課題 1 -> 次の(a)〜(c)の記述は、Bevacizumabの副作用をめぐる対談の内容と一致するか。それぞれ「はい」か「いいえ」で答え、判断の根拠となる対談中の語句をそのまま引用せよ。(a) 鼻出血の大半は圧迫によって止血できる。(b) Bevacizumabには自覚症状のある副作用が多い。(c) 消化管穿孔や血栓症はBevacizumabを使用した場合にのみ発生する。
課題 2 -> Bevacizumabの副作用をめぐる対談の最後の発言に続けて、このやり取りの続きを書いてください。

本文 ->
佐藤 今回は、分子標的治療薬の副作用対策がテーマです。まずはBevacizumabの主な副作用を加藤先生にご説明いただきたいと思います。
加藤 頻度の高いものとしては高血圧があり、それに随伴して蛋白尿がしばしば起こります。鼻出血は比較的よく起こりますが、大半は圧迫によって止血できます。まれなものとしては、血栓症や消化管穿孔、創傷治癒遅延などがあります。血栓症や消化管穿孔が起こったときには早急な対応が必要です。
佐藤 比較的軽いものから、頻度は低いけれど重篤な副作用もあるということですね。患者さんはいくら頻度が少ないと言われても、そのような重篤な副作用があると説明されると、不安に思う方もいるかもしれませんね。
加藤 ただ、自覚症状のある副作用はほとんどないのがBevacizumabの特徴です。消化管穿孔や血栓症はFOLFOXなどでも発生する可能性があるため、Bevacizumabの併用によって、どのぐらい頻度が高くなるのかは微妙なところです。

以下のデータ ->
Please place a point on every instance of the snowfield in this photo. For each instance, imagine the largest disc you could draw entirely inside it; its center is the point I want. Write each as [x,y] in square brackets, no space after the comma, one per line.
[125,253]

解答例 1 ->
(a) はい ―「大半は圧迫によって止血できます」
(b) いいえ ―「自覚症状のある副作用はほとんどないのがBevacizumabの特徴です」
(c) いいえ ―「消化管穿孔や血栓症はFOLFOXなどでも発生する可能性がある」

解答例 2 ->
佐藤 続いて、抗EGFR抗体薬の副作用について辻先生にご説明いただきたいと思います。
辻 抗EGFR抗体薬の副作用のなかで、患者さんが最も気にされるのは皮膚症状です。写真をお見せすると、驚かれる方が多いですね。そのほかにも、間質性肺炎やinfusion reactionなどがあります。
患者さんには、まず「いろいろな副作用が起こる可能性があります」と説明し、副作用の解説冊子をご自宅で読んでいただきます。次回の来院時に「どれが気になりましたか」とお聞きすると、患者さん個々の答えが返ってきます。例えば、「息ができなくなるのですか?」とおっしゃる方には「滅多に起こりませんよ」と説明し、「こんなに皮膚症状が出るのですか?」とおっしゃる方には、「皮膚症状が出ることも多いようですよ」と説明しています。副作用に対しこういった説明が必要となるのが、抗EGFR抗体薬の特性でもあります。
佐藤 抗EGFR抗体薬は皮膚症状が必ずといっていいほど起こってくるので、それを十分に説明する必要があるということですね。
辻 抗EGFR抗体薬は、副作用を上手く自己管理できずに脱落してしまう方もいらっしゃいますが、逆に上手に自己管理できれば、長く続けられることも多いですね。